§ EXTRAIT
23 Le contexte de production n’a, globalement, que peu d’influence. Cette influence apparaît chez les enfants les plus âgés. En CM2, les notations spontanées sont plus nombreuses en situation de communication qu’en situation de mémorisation (Gaux, 2003), ce qui peut être interprété comme une meilleure connaissance des exigences liées à la situation de communication. Toutefois, on peut relever que les notations pertinentes sont plus nombreuses en situation de mémorisation (10/18) chez les enfants les plus jeunes (GSM). En outre, l’usage de la notation n’a pas d’influence sur la qualité des productions (fonctionnalité et erreurs).
24 Les résultats soulignent donc la difficulté de l’enfant à adapter son dessin aux exigences de la situation. L’enfant peut ne pas percevoir l’intérêt d’adapter sa notation à l’usage qui en sera fait ou ne pas voir la nécessité d’adapter sa production au destinataire (théorie mentale, Callaghan, 2005 ; Leyva, Hopson, Nichols, 2012). Il peut aussi rencontrer des difficultés de flexibilité dans sa production, c’est-à-dire à opérer des changements au niveau procédural ou au niveau des représentations (Baldy, 2002). La flexibilité procédurale, présente dès 5 ans, permet à l’enfant de modifier la procédure habituelle du dessin de façon intentionnelle, de décomposer l’action globale en séquences. La flexibilité, au niveau des représentations, quant à elle, évolue en fonction de la taille des unités cognitives auxquelles l’enfant a accès, et qui lui permettent de planifier ses actions. Le mouvement serait, tout d’abord, planifié segment par segment, sans considération de la séquence entière au niveau de la figure globale (à 4-5 ans), puis au niveau de la figure globale (à 6-8 ans), et enfin à un niveau global et/ou local (à 6-8 ans) qui permet de modifier le dessin (Vinter, 1999 ; Picard, Vinter, 2005). Cette évolution expliquerait que le sens donné à une figure a une influence sur l’organisation des productions chez les enfants de 10 ans, mais pas chez les enfants de 6-7 ans. Cette évolution de la taille des unités cognitives procéderait des progrès qualitatifs de la mémoire de travail (Eskritt, Lee, 2002). Outre la limitation de la mémoire, d’autres facteurs sont avancés pour expliquer la faible flexibilité dans les représentations : un manque d’imagination ou une faible créativité (Dubuc, Dubek, 1984).

§ ENTRÉES

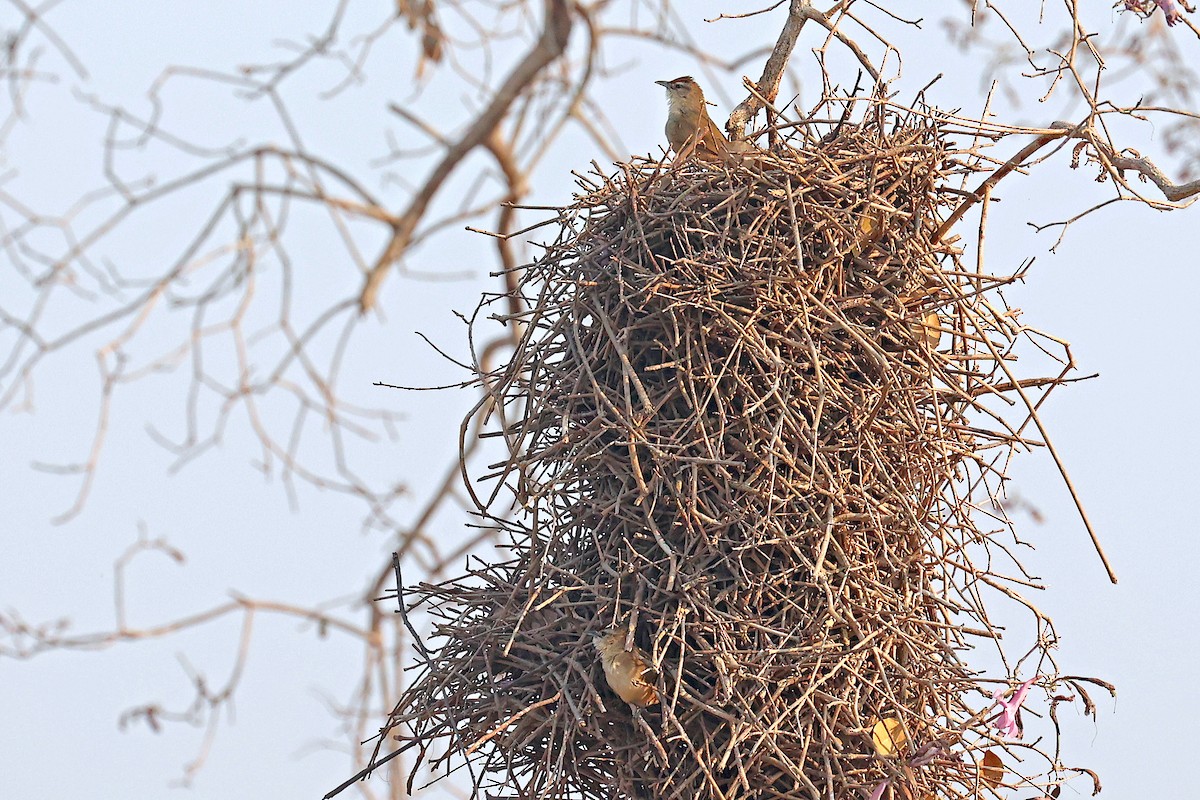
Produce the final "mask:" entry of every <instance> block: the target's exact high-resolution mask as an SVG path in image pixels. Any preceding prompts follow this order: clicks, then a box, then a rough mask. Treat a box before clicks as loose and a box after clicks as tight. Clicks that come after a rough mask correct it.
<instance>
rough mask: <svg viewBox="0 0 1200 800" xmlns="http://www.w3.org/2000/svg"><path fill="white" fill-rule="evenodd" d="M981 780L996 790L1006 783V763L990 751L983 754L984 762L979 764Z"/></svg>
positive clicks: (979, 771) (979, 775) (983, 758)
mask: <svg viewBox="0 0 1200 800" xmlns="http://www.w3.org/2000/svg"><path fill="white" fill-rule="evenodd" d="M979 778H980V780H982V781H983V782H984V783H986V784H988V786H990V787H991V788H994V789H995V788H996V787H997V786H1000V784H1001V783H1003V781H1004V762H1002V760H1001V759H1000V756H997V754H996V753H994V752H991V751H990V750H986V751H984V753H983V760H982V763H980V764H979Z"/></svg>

--

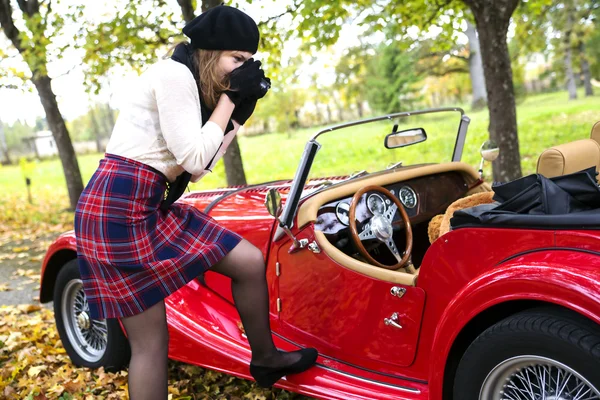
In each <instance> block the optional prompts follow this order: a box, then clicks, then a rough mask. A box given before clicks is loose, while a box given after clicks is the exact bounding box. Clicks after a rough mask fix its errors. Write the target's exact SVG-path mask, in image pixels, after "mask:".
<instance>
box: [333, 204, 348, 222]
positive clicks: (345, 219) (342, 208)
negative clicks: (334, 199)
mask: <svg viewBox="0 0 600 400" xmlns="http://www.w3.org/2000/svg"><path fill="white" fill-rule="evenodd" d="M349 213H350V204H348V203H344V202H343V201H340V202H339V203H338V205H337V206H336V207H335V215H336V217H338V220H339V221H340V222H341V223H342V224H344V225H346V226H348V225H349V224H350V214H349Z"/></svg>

§ CONSIGNES
[1] Recopiez le passage de l'extrait compris entre « 23 Le contexte » et « (fonctionnalité et erreurs). », ces deux segments inclus.
[2] Reformulez sous forme de liste le paragraphe de l'extrait qui commence par « Le contexte de production n'a », en conservant ses faits principaux.

§ CORRIGÉS
[1]
23 Le contexte de production n’a, globalement, que peu d’influence. Cette influence apparaît chez les enfants les plus âgés. En CM2, les notations spontanées sont plus nombreuses en situation de communication qu’en situation de mémorisation (Gaux, 2003), ce qui peut être interprété comme une meilleure connaissance des exigences liées à la situation de communication. Toutefois, on peut relever que les notations pertinentes sont plus nombreuses en situation de mémorisation (10/18) chez les enfants les plus jeunes (GSM). En outre, l’usage de la notation n’a pas d’influence sur la qualité des productions (fonctionnalité et erreurs).

[2]
- Globalement, le contexte de production n'a que peu d'influence.
- Cette influence apparaît chez les enfants les plus âgés. En CM2, les notations spontanées sont plus nombreuses en situation de communication qu'en situation de mémorisation (Gaux, 2003). On peut y voir une meilleure connaissance des exigences de la communication.
- Chez les plus jeunes (GSM), les notations pertinentes sont plus nombreuses en situation de mémorisation (10/18).
- L'usage de la notation n'influe pas sur la qualité des productions (fonctionnalité et erreurs).